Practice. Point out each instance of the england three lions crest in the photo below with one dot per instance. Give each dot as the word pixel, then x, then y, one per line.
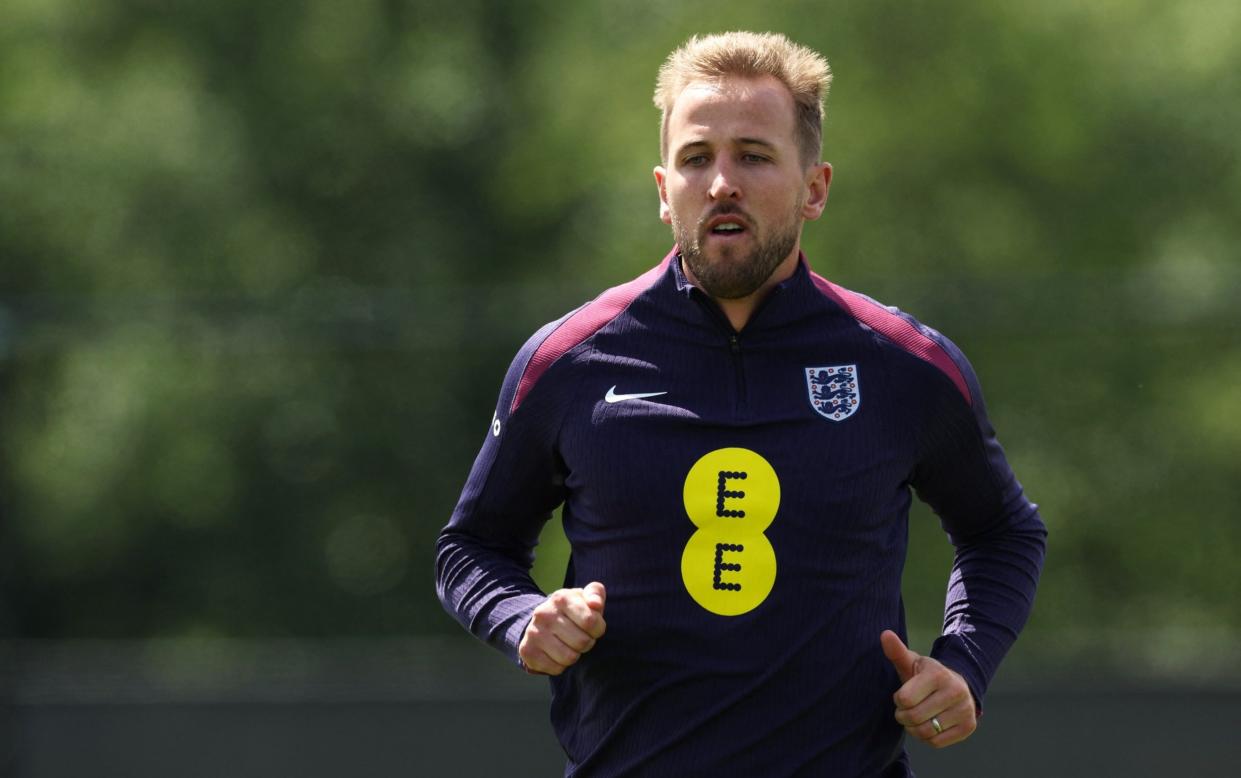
pixel 834 391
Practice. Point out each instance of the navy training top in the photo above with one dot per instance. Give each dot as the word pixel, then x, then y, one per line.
pixel 743 496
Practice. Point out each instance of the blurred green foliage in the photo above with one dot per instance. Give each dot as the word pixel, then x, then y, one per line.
pixel 262 268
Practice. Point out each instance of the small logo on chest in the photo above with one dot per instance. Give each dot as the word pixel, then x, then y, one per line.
pixel 833 391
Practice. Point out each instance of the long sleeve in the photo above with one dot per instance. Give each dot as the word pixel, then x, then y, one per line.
pixel 483 556
pixel 998 534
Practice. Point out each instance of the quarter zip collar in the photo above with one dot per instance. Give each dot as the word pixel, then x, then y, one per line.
pixel 784 302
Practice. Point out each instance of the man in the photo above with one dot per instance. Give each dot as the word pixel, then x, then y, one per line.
pixel 734 441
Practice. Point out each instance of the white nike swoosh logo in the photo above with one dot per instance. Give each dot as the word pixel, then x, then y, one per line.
pixel 613 397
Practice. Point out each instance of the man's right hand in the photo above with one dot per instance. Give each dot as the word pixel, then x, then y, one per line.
pixel 562 628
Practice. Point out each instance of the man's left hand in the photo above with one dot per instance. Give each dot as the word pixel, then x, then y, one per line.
pixel 930 695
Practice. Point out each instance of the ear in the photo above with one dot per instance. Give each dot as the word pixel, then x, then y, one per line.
pixel 818 180
pixel 665 211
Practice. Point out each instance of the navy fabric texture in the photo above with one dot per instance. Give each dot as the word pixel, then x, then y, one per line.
pixel 798 685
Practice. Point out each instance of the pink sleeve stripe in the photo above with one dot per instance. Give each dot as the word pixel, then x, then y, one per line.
pixel 586 321
pixel 896 329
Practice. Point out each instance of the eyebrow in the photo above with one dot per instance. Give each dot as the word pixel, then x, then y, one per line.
pixel 742 142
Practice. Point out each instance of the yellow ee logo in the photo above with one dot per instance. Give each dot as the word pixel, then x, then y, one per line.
pixel 731 495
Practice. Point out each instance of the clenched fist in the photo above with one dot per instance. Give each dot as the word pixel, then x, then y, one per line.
pixel 933 702
pixel 562 628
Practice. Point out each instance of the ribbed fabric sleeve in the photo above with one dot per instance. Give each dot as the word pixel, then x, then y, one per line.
pixel 997 532
pixel 483 557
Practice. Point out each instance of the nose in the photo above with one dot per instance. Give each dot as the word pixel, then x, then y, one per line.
pixel 724 185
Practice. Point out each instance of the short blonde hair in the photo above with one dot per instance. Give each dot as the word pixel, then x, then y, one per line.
pixel 803 71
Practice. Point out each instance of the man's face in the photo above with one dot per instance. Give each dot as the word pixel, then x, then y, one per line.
pixel 735 190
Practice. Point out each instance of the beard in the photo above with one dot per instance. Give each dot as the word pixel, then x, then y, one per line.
pixel 735 274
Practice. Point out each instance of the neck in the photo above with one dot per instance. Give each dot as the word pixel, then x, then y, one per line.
pixel 739 310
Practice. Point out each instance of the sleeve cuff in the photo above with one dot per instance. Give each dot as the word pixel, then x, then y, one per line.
pixel 953 652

◇ ◇ ◇ ◇

Leaving the images out, retype all the material above exactly.

Practice. Point out each instance of the england three lions crest in the photo below with one dot per instance. Give each dot as the word pixel, then x, then y, one per line.
pixel 834 391
Practice. Point out each instance of the navy training top in the photo above with one dot per instance. Give each dot as the word pixel, then x, then y, one per line.
pixel 743 496
Practice. Point out each instance of the blurred green foliage in the photo above with one dot per instance. Give each dot as the word pixel, then x, then y, one per line.
pixel 262 268
Practice. Point out each instance of the small logo on chest in the photo above with one dot per instance. Give each dot as the word pixel, then x, then y, one per line.
pixel 833 391
Practice. Point out each instance of the long sleeve in the photo above with one dot per instance. Give each dot as the word pixel, then x, then y, one per line.
pixel 483 556
pixel 998 534
Practice. Point out each instance of the quarter zip collar in the photo above with one dot per instance. Give each dot as the word pixel, then x, then y, one per line.
pixel 784 302
Practice. Point out each instance of the man in the photo above with one dot per instance. Give each dot as the word pixel, then x, then y, one per line.
pixel 734 441
Practice. Point out each instance of the white nike swoosh logo in the photo above with one dot per instance. Give each dot as the word pixel, then x, then y, one per line.
pixel 613 397
Practice. Point out each instance of the man's right hand in the photo above with one dot per instance. Give each dot as the word pixel, then x, then y, one per line.
pixel 562 628
Practice. Point out each instance of the man's left hand in the photo above with one dot per instance. Give each dot as the word pixel, then x, then y, one per line.
pixel 930 695
Practice. Point out each instance of the ear in the photo above with one dot per instance. Give each dot as the word pixel, then x, then y, one per line.
pixel 818 180
pixel 665 211
Practice. Point out each instance of the navy fabric texture in the photo above with one dot per instance. Give each dot as the word pixel, then x, then y, one per line.
pixel 798 685
Practice. Point out each instance of the pink sleeve stripe in the photo above with one dot per instance. Give each dot as the word pixel, then x, then y, one per line.
pixel 586 321
pixel 896 329
Practice. Point out each instance of the eyebrow in the photo above with one dot per instance. Give each dot as the word pixel, then x, then y, one per line.
pixel 742 142
Practice. Point out each instance of the yellow ee logo in the photo above with one dot per instance. Give each dot as the word pixel, then x, then y, one per line.
pixel 731 495
Practice. Point out each instance of the clenched fist in the photo above with one dot per instance. Give each dot as the word pixel, then x, then y, one per line.
pixel 933 702
pixel 562 628
Practice. Point out each instance of the ribbed fabric sleeve in the photo above with one dot per instance. Give each dot as the word pixel, then x, then y, one per line.
pixel 997 532
pixel 483 557
Practice. Point out each instance of the nose in the photo above with one dot per instance. Give each dot as the word pixel, then x, then y, one per line.
pixel 724 185
Practice. Point out each instance of the short blonde hair in the photo above with one dot per instance. Give each dot as the word pixel, then x, then y, one per line.
pixel 803 71
Practice. Point out each instance of the man's face in the photo above with one dot per instance. Give each dot as the word pixel, then x, then y, one per line.
pixel 735 190
Practice. Point out each instance of the beard in the photo above with one dot per instance. Give each dot as the word pixel, then x, then y, one per line.
pixel 735 274
Practice. Point out each instance of the neck in the photo above with one dot per instance. Give each dot as the word pixel, then x, then y, one per line.
pixel 739 310
Practice. Point out each instance of the sleeve cuff in the photo above with one dot per instance. Give each dot as the word pixel, then x, then y, one per line.
pixel 953 652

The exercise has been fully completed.